**Short exercise:** Write out again, word for word, the lines below from the first one up to and including the line with "<point>360,107</point>". Leave any pictures out of your answer.

**Material supplied:**
━━━━━━━━━━

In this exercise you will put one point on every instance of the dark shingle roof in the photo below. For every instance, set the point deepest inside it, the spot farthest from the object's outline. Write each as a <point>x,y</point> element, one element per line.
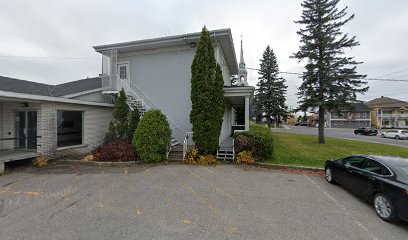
<point>360,107</point>
<point>28,87</point>
<point>386,102</point>
<point>77,86</point>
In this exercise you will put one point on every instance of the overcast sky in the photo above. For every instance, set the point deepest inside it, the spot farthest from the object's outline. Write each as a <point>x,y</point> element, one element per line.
<point>56,30</point>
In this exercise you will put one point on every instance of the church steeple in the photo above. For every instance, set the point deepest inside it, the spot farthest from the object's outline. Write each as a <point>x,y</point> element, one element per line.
<point>242,72</point>
<point>241,61</point>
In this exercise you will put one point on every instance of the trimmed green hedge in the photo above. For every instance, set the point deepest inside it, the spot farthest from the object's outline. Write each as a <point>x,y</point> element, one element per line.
<point>258,140</point>
<point>152,136</point>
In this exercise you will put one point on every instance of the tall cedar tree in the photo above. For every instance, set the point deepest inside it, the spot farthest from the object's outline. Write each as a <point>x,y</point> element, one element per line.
<point>271,89</point>
<point>118,128</point>
<point>207,96</point>
<point>330,80</point>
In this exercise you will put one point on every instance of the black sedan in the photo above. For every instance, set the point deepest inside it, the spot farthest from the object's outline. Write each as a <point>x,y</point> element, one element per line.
<point>380,180</point>
<point>366,131</point>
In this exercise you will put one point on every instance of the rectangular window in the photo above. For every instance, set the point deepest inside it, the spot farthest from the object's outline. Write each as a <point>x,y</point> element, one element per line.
<point>123,71</point>
<point>70,128</point>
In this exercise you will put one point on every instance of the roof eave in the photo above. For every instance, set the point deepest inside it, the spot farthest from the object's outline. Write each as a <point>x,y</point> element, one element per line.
<point>24,97</point>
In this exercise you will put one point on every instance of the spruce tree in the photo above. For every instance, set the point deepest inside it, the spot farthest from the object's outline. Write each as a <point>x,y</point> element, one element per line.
<point>207,96</point>
<point>330,81</point>
<point>271,89</point>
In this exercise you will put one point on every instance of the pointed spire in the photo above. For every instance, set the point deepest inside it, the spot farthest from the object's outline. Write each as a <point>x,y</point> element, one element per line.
<point>241,61</point>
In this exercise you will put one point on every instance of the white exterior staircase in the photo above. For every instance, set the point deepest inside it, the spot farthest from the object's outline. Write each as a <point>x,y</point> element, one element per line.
<point>135,102</point>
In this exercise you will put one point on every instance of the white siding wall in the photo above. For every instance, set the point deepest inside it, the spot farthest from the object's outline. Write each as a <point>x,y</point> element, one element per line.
<point>7,114</point>
<point>95,124</point>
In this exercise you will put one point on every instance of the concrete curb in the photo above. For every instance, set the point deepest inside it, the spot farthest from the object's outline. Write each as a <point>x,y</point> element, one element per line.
<point>283,167</point>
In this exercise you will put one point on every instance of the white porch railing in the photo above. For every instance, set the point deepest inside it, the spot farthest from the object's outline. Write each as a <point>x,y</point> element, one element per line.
<point>187,139</point>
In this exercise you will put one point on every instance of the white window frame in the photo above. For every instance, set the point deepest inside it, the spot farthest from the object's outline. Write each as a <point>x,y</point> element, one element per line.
<point>127,64</point>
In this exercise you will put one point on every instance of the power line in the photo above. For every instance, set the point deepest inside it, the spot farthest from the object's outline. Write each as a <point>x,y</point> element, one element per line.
<point>49,57</point>
<point>370,79</point>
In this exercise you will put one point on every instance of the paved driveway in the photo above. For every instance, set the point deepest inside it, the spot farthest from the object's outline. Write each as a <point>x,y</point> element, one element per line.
<point>342,133</point>
<point>182,202</point>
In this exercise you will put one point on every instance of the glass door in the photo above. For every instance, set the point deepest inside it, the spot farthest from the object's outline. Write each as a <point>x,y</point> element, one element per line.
<point>26,129</point>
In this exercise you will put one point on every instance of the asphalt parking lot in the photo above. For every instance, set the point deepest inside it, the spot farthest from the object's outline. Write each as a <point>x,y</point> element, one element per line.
<point>346,133</point>
<point>182,202</point>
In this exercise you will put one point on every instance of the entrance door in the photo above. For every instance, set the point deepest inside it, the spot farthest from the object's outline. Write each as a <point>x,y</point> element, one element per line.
<point>123,70</point>
<point>26,129</point>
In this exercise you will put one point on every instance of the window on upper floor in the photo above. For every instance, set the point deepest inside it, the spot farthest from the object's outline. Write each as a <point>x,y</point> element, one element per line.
<point>123,74</point>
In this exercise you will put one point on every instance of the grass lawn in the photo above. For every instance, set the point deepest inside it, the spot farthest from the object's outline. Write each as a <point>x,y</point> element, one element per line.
<point>304,150</point>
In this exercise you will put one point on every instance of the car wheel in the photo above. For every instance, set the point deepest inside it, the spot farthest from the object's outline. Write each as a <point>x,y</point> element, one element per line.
<point>384,208</point>
<point>329,175</point>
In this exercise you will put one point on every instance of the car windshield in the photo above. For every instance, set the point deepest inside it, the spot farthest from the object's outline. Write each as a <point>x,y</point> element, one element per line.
<point>404,170</point>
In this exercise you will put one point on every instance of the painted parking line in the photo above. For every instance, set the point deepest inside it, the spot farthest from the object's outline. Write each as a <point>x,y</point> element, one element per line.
<point>20,179</point>
<point>137,208</point>
<point>342,207</point>
<point>216,212</point>
<point>213,186</point>
<point>102,191</point>
<point>234,183</point>
<point>183,217</point>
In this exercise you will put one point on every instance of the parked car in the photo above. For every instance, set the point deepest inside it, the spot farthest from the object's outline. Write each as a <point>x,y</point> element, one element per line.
<point>381,180</point>
<point>366,131</point>
<point>395,133</point>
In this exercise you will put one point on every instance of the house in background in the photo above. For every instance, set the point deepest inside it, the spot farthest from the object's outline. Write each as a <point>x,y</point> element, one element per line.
<point>359,117</point>
<point>388,112</point>
<point>156,74</point>
<point>69,118</point>
<point>72,118</point>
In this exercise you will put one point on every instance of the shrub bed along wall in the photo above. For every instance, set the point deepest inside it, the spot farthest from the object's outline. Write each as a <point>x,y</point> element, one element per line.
<point>258,140</point>
<point>152,136</point>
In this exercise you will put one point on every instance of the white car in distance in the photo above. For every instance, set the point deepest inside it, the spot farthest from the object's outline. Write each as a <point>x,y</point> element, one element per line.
<point>395,133</point>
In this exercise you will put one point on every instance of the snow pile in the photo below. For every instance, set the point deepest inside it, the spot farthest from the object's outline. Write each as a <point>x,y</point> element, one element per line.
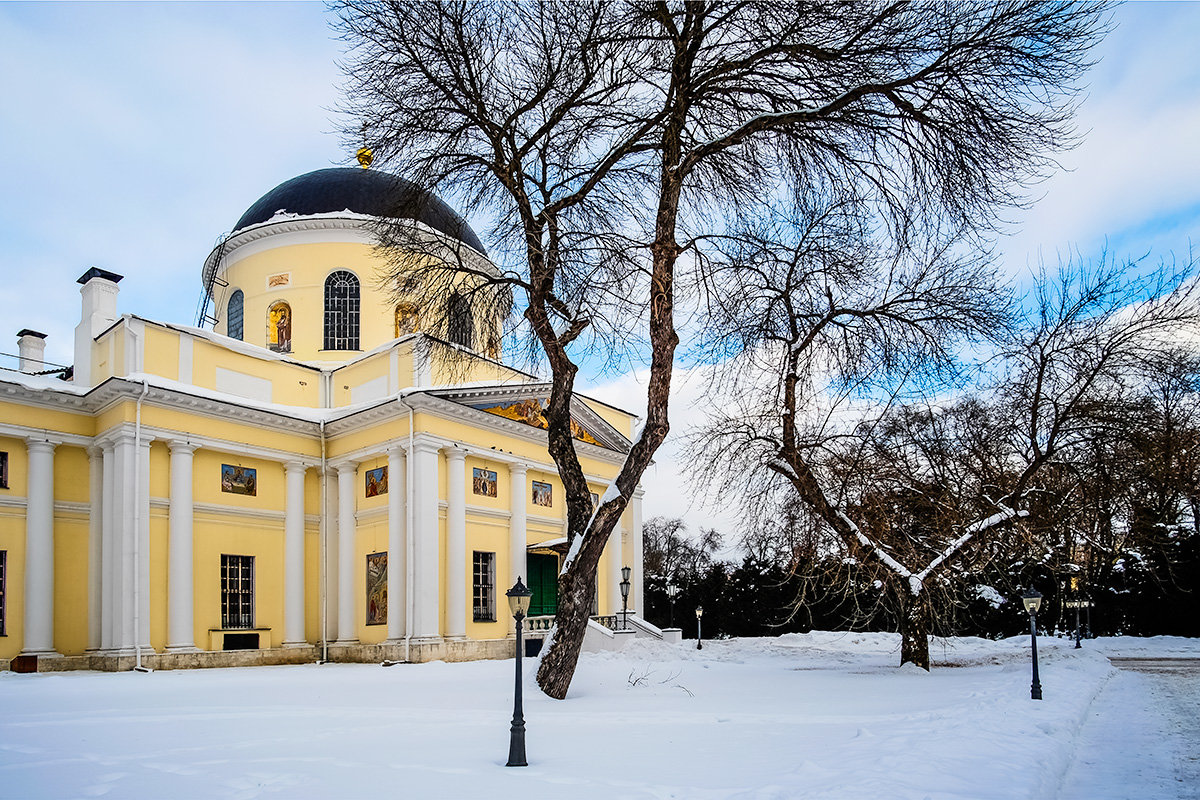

━━━━━━━━━━

**Solution to the problem:**
In this exercise you will put one point on every instance of the dark shingle roof in the photo below. For every instance, set the point deepest inside it, the spot farthest from the object's outline. Write each as a <point>x,y</point> element, one element per line.
<point>360,107</point>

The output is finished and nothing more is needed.